- [Problem 1]: Can you write out the guitar tuner text word for word, covering the stretch from "You'll also need" through "#define SAMPLE_RATE (8000)"?
- [Problem 2]: Could you carry the guitar tuner text on past its final line?

- [Excerpted text]:
Your data might be 16-bit integer, 8-bit integer, 32-bit floating point or any number of other formats. We'll assume you know how to get your data to floating point representation in the range from -1 to 1. PortAudio takes care of this for us when we specify these input parameters:


inputParameters.device = Pa_GetDefaultInputDevice();
   inputParameters.channelCount = 1;
   inputParameters.sampleFormat = paFloat32;
   inputParameters.suggestedLatency = Pa_GetDeviceInfo( inputParameters.device )->defaultHighInputLatency ;
   inputParameters.hostApiSpecificStreamInfo = NULL;


You'll also need to know how often your audio is sampled. For a tuner, less is more, so we'll use a sample rate of 8 kHz, which is available on most hardware. This is extremely low for most audio applications (44.1 kHz is considered standard for audio and 48 kHz is standard for video), but for a tuner, 8 kHhz is plenty.

#define SAMPLE_RATE (8000)

Low-Pass Filtering

There's no hard and fast rule about low-pass filtering (or simply "low-passing") your audio data. In fact, it's not even strictly necessary, but doing so can get rid of unwanted noise and the higher frequencies that sometimes masquerade as the fundamental frequency. This is important because some instruments have component frequencies called harmonics that are more powerful than the "fundamental" frequencies, and usually we are interested in the fundamental frequencies. Filtering, therefore, can improve the reliability of the rest of the pitch tracker significantly. Without filtering, some noise might appear to be the dominant pitch, or, more likely, the dominant pitch might appear to be a harmonic of the actual fundamental frequency.

A good choice for the filter is a low-pass filter with a center frequency around or a little above the highest pitch you expect to detect. For a guitar tuner, this might be the high E string, or about 330 Hz. So that's what we'll use -- in fact, we low-pass it twice. If you are modifying the code for another purpose, you can set the center frequency to something that makes sense for your application.

If you aren't sure or you want to go with or want something less agressive, you could try a moving average filter, which simply outputs the average of the current input and some number of previous inputs. Intuitively, we can understand that this filter reduces high frequencies because signals that change quickly get "smoothed" out.

// Process every sample of your input with this function
// (this is not used in our guitar tuner)

- [Extracted data]:
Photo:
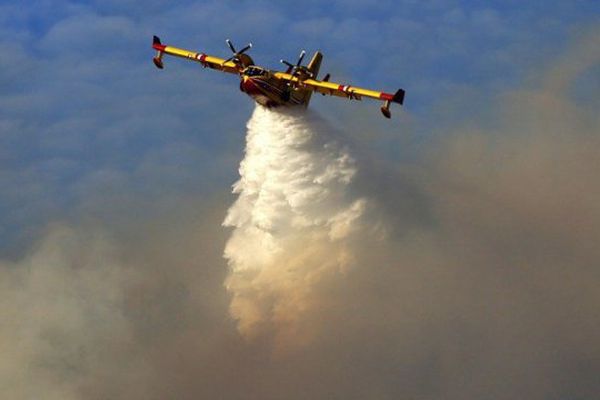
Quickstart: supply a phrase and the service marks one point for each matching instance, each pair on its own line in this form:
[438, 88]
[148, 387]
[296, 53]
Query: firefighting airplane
[274, 88]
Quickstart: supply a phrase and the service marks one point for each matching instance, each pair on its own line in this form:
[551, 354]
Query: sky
[83, 111]
[116, 178]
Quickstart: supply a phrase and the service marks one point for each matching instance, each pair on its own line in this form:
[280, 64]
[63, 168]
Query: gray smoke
[472, 273]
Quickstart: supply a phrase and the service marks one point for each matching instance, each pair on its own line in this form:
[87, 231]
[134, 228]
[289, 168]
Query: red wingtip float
[275, 88]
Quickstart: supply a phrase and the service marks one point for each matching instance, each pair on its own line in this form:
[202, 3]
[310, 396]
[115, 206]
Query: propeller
[237, 55]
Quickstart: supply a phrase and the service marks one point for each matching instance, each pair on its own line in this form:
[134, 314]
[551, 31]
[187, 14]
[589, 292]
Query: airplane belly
[262, 92]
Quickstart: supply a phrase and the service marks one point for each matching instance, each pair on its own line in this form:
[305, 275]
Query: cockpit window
[253, 71]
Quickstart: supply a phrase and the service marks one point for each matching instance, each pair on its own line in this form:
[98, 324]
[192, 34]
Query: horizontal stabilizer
[399, 97]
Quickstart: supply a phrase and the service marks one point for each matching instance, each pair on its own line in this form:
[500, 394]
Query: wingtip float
[274, 88]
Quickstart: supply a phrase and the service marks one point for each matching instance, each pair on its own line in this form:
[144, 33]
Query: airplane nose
[249, 86]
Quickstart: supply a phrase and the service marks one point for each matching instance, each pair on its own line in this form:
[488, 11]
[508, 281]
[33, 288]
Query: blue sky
[89, 126]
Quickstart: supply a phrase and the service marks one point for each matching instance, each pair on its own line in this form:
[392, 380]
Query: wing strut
[398, 97]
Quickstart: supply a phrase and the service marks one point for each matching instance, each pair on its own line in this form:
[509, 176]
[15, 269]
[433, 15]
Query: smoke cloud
[292, 220]
[472, 273]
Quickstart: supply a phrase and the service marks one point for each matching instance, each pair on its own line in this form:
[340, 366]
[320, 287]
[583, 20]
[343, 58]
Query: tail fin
[313, 67]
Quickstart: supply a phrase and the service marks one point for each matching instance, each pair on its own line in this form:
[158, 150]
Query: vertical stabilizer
[313, 66]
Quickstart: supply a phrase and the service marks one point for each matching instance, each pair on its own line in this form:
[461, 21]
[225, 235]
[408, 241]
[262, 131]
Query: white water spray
[292, 220]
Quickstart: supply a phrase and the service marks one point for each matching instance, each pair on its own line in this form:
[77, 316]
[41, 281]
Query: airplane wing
[204, 59]
[351, 92]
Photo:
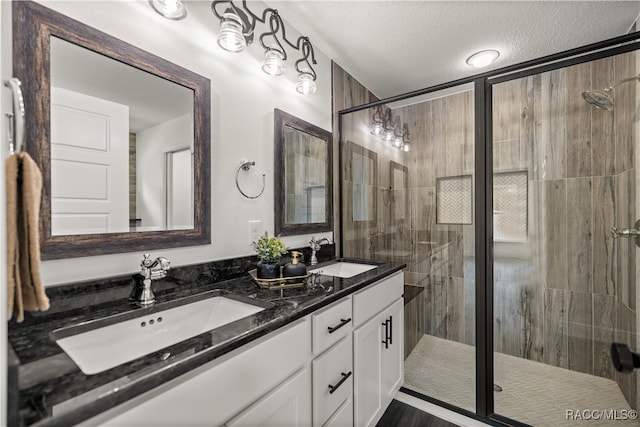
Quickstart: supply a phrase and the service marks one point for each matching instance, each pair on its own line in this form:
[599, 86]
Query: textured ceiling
[394, 47]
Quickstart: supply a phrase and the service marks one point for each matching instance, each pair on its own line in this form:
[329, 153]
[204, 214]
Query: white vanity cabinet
[239, 388]
[378, 344]
[332, 367]
[289, 405]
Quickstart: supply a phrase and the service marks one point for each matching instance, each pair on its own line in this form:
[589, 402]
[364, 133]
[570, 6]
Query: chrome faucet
[315, 246]
[149, 270]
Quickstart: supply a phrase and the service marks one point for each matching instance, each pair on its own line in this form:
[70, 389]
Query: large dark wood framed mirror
[94, 183]
[303, 176]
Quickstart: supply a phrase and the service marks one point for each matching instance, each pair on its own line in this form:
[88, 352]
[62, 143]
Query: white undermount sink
[343, 269]
[106, 347]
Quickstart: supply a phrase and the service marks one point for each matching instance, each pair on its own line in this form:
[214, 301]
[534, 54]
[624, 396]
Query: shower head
[603, 99]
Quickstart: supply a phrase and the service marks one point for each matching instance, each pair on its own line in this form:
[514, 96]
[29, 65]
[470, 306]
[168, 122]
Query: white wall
[242, 103]
[151, 145]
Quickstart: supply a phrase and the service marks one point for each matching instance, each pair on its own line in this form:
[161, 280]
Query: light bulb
[230, 37]
[305, 84]
[273, 62]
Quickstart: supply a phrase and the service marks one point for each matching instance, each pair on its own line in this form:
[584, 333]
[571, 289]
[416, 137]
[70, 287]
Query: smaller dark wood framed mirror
[303, 176]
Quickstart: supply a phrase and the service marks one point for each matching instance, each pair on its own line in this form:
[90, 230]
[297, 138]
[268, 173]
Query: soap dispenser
[294, 268]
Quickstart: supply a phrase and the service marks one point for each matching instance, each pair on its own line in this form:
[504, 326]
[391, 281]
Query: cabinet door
[392, 356]
[288, 405]
[367, 365]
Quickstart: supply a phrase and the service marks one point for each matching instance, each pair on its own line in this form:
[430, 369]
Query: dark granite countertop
[55, 392]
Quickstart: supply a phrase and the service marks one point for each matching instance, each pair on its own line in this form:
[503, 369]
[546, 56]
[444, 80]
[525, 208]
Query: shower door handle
[628, 232]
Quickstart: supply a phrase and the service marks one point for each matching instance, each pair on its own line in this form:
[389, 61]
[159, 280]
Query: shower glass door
[564, 174]
[416, 206]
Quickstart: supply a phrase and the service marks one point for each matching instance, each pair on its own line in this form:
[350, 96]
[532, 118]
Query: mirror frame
[282, 119]
[33, 25]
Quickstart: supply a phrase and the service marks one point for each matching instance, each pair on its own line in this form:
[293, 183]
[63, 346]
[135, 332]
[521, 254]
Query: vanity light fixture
[235, 33]
[237, 26]
[377, 126]
[170, 9]
[483, 58]
[389, 127]
[397, 133]
[306, 82]
[406, 143]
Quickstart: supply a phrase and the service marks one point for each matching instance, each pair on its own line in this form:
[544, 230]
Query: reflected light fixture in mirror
[377, 127]
[170, 9]
[483, 58]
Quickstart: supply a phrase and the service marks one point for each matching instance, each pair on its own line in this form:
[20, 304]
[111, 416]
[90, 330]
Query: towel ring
[245, 166]
[16, 118]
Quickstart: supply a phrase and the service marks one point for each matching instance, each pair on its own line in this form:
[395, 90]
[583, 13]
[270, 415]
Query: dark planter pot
[268, 270]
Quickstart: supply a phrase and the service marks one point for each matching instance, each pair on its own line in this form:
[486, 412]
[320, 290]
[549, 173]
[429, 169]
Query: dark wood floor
[399, 414]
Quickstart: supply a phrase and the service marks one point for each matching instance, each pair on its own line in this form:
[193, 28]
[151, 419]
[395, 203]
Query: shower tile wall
[563, 296]
[571, 292]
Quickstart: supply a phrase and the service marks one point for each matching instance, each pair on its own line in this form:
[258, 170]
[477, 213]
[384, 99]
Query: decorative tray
[280, 282]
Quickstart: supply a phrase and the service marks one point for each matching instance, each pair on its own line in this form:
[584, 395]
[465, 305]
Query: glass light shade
[273, 62]
[230, 37]
[170, 9]
[388, 135]
[377, 128]
[483, 58]
[305, 84]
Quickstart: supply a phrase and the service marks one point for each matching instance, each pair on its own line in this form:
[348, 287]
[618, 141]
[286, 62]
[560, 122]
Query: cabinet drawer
[372, 300]
[332, 380]
[331, 324]
[343, 416]
[214, 392]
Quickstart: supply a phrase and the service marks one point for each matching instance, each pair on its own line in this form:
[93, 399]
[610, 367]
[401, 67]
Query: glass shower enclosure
[500, 194]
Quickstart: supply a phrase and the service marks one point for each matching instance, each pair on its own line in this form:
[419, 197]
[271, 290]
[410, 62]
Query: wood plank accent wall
[565, 301]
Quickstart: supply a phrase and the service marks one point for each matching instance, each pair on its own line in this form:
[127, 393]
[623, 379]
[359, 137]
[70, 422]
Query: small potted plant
[270, 250]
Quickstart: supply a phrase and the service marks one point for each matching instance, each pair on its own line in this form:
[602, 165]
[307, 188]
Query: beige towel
[24, 188]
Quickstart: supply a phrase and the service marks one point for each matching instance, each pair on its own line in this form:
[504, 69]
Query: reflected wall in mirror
[114, 132]
[303, 176]
[121, 136]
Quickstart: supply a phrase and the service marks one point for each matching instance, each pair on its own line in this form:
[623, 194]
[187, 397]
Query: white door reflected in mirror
[109, 170]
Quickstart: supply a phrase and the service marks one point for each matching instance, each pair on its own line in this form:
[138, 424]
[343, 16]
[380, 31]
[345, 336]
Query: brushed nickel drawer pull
[333, 388]
[343, 322]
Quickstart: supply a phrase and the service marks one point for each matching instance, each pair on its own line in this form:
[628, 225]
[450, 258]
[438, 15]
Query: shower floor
[532, 392]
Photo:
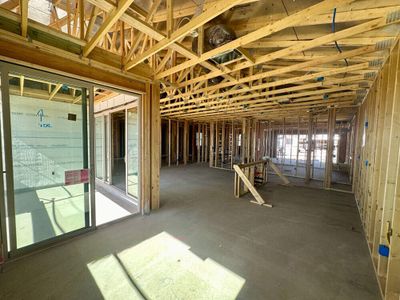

- [Task response 1]:
You'll also need to know how often your audio is sampled. For a tuner, less is more, so we'll use a sample rate of 8 kHz, which is available on most hardware. This is extremely low for most audio applications (44.1 kHz is considered standard for audio and 48 kHz is standard for video), but for a tuner, 8 kHhz is plenty.

#define SAMPLE_RATE (8000)

- [Task response 2]:
function float twoPointMovingAverageFilter( float input ) {
   static float lastInput = 0;
   float output = ( input + lastInput ) / 2 ;
   lastInput = input;
   return output;
}

The moving average filter won't make a huge difference, but if the low pass filter I used in my code doesn't suit you and you don't have the degree in electrical engineering required to design the right digital filter (or don't know what the right filter is), it might be better than nothing. I haven't tested the moving average filter myself.

Windowing

Generally speaking, FFTs work in chunks of data, but your input is a long or even continuous stream. To fit this round peg into this square hole, you need to break off chunks of your input, and process the chunks. However, doing so without proper treatment may prove detrimental to your results. In rough terms, the problem is that the edges get lopped off very sloppily, creating artifacts at frequencies that aren't actually present in your signal. These artifacts, called "sidelobes", cause problems for many applications. I know that some tuners are designed without special treatment, so you can skip this step, but I strongly recommend you keep reading because it's easy to deal with this problem.

To reduce the sidelobes, we premultiply each chunk of audio with another signal called a window, or window function. Two simple and popular choices for window functions are the Hamming window, and the Hann window. I put code for both in the tuner, but I used the Hann window.

void buildHanWindow( float *window, int size )
{
   for( int i = 0 to size )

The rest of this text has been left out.